━━━━━ BRANO SCELTO

Come autrice dei libri “La rivoluzione del Rojava” e “La montagna delle donne” (pubblicati o in corso di pubblicazione in Italia dalla Red Star Press), dedicati alla situazione curda, sono stata condannata in primo grado a sei anni di prigione con l’accusa di “propaganda del KWP (PKK) e dell’MLCP (MLKP)”. Questi due libri sono stati proibiti in Turchia, dove non possono essere né venduti né distribuiti.
Abbiamo rigettato le conclusioni della corte ricorrendo in Appello, ma i miei avvocati pensano che la sentenza nei miei confronti diventerà definitiva nel giro di due mesi, periodo al termine del quale rischio di finire in prigione.

━━━━━━━━━━

# [CONSEGNA]
Ricopia per intero il brano sulla condanna per i libri sulla questione curda, senza cambiare nulla.

━━━━━ RIGHE ESTRATTE

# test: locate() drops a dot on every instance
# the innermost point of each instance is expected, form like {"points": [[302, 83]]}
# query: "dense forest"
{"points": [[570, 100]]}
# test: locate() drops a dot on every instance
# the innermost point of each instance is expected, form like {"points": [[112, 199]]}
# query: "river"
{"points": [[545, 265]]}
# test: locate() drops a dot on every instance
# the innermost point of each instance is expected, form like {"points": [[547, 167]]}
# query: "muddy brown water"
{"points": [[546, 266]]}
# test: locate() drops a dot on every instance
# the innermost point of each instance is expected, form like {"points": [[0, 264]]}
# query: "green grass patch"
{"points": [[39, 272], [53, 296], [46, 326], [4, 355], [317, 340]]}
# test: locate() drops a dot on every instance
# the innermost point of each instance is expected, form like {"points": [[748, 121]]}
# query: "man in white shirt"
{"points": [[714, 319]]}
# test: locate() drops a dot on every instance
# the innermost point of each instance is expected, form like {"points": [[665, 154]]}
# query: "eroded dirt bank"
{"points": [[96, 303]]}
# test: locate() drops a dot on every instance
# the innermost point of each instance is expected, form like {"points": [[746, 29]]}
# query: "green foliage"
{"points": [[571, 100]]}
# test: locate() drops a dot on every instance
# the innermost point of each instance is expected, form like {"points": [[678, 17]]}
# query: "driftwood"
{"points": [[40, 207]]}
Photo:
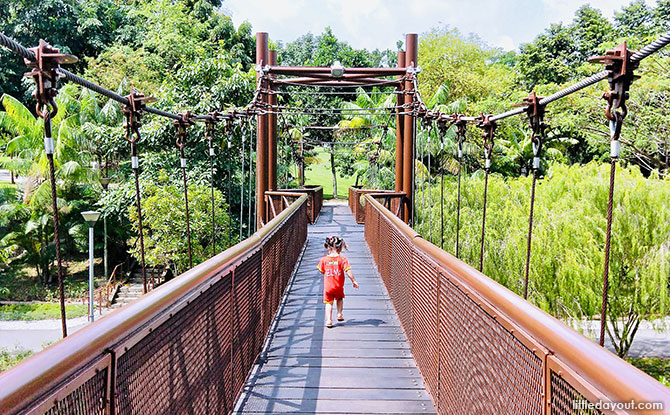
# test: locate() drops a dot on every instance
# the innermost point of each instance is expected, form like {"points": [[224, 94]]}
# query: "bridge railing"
{"points": [[314, 199], [482, 349], [185, 347], [391, 199]]}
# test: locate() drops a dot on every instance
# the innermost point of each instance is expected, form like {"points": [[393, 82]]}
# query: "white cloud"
{"points": [[379, 24]]}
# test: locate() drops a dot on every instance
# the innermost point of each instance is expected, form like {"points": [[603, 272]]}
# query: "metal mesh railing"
{"points": [[185, 348], [480, 348]]}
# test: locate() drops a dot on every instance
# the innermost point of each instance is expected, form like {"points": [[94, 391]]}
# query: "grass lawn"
{"points": [[40, 311], [656, 367], [320, 174]]}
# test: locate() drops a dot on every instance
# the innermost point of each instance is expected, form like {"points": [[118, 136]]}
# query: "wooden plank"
{"points": [[362, 365]]}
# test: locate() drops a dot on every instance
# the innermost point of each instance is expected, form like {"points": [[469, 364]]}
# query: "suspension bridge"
{"points": [[243, 331]]}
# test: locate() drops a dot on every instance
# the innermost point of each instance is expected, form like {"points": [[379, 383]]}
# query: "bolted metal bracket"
{"points": [[181, 127], [461, 129], [535, 112], [621, 70], [45, 74], [133, 111]]}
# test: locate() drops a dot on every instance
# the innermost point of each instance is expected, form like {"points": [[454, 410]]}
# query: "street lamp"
{"points": [[104, 181], [90, 217]]}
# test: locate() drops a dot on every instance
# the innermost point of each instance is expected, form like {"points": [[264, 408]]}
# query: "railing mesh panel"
{"points": [[88, 398], [184, 365], [566, 400], [483, 367], [194, 356], [470, 362]]}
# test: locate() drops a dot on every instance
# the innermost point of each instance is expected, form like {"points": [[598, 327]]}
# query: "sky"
{"points": [[379, 24]]}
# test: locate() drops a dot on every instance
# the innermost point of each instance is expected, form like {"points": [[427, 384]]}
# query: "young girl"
{"points": [[333, 266]]}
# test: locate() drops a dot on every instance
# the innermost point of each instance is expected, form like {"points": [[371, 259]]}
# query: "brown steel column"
{"points": [[272, 134], [261, 136], [411, 45], [399, 130]]}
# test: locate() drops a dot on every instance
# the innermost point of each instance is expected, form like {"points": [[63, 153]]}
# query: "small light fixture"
{"points": [[337, 70], [91, 216]]}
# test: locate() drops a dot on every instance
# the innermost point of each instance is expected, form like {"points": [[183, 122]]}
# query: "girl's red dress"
{"points": [[333, 269]]}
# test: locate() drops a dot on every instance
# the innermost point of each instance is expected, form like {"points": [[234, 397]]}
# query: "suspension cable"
{"points": [[229, 138], [251, 175], [242, 179], [488, 128], [442, 130], [209, 135], [181, 128], [620, 65], [461, 129], [536, 119], [133, 113]]}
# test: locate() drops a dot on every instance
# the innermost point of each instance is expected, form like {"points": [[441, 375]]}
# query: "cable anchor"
{"points": [[535, 112], [488, 127], [461, 128], [621, 75], [45, 74]]}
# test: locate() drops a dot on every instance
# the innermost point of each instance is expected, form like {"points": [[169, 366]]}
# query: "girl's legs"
{"points": [[329, 314], [340, 306]]}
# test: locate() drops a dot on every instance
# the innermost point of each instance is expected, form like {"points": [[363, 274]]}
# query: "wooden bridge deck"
{"points": [[363, 365]]}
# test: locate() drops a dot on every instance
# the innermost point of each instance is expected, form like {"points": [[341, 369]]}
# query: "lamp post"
{"points": [[90, 217], [104, 181]]}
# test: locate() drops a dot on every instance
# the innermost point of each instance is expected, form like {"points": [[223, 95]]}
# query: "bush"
{"points": [[40, 311], [568, 240], [164, 222]]}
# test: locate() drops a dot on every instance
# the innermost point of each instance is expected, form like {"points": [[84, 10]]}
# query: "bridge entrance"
{"points": [[362, 365]]}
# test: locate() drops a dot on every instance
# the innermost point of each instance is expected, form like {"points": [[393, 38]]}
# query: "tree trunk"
{"points": [[332, 169]]}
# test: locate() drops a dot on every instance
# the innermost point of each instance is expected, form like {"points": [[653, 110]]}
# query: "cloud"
{"points": [[378, 24]]}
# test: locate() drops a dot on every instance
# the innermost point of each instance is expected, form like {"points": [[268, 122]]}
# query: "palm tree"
{"points": [[373, 135]]}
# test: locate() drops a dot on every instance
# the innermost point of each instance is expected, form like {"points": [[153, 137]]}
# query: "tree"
{"points": [[97, 24], [635, 20], [165, 225]]}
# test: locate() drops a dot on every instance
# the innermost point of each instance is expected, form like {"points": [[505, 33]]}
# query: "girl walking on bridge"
{"points": [[333, 266]]}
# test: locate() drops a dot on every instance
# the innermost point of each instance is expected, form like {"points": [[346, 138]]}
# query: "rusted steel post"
{"points": [[272, 132], [182, 137], [400, 100], [488, 127], [133, 113], [261, 137], [621, 69], [409, 133], [44, 72]]}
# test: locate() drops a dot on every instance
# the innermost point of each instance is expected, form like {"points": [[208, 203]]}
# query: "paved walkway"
{"points": [[363, 365]]}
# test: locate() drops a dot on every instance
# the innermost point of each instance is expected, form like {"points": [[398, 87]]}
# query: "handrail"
{"points": [[618, 380], [46, 370]]}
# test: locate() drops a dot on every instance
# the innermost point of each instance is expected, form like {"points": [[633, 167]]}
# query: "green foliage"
{"points": [[568, 240], [164, 223], [40, 311], [461, 64], [658, 368], [10, 358]]}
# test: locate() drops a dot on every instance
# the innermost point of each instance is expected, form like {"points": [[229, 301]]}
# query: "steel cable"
{"points": [[242, 182], [653, 47], [49, 150]]}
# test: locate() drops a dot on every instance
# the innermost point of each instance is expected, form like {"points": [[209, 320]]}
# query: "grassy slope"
{"points": [[320, 174]]}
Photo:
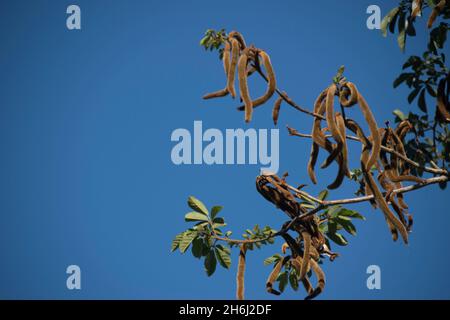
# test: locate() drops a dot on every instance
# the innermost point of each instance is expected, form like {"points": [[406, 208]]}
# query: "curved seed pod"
{"points": [[436, 11], [314, 253], [416, 8], [243, 86], [340, 176], [312, 162], [386, 185], [217, 94], [241, 273], [370, 119], [296, 263], [232, 67], [271, 84], [403, 128], [383, 205], [239, 37], [306, 257], [317, 134], [276, 110], [320, 280], [274, 275], [330, 116], [378, 196], [284, 247], [442, 104], [307, 284], [342, 131], [348, 90], [226, 57]]}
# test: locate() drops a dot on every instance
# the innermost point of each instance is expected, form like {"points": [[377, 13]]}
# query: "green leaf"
{"points": [[176, 241], [197, 205], [401, 38], [422, 102], [337, 238], [323, 195], [197, 247], [387, 19], [352, 214], [223, 255], [402, 78], [347, 225], [187, 239], [283, 278], [195, 216], [293, 280], [210, 263], [413, 95], [272, 259], [399, 114], [215, 211], [333, 211]]}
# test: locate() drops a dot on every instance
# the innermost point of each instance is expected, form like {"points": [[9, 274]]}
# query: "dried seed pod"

━━━━━━━━━━

# [SOLUZIONE]
Come autrice dei libri “La rivoluzione del Rojava” e “La montagna delle donne” (pubblicati o in corso di pubblicazione in Italia dalla Red Star Press), dedicati alla situazione curda, sono stata condannata in primo grado a sei anni di prigione con l’accusa di “propaganda del KWP (PKK) e dell’MLCP (MLKP)”. Questi due libri sono stati proibiti in Turchia, dove non possono essere né venduti né distribuiti.
Abbiamo rigettato le conclusioni della corte ricorrendo in Appello, ma i miei avvocati pensano che la sentenza nei miei confronti diventerà definitiva nel giro di due mesi, periodo al termine del quale rischio di finire in prigione.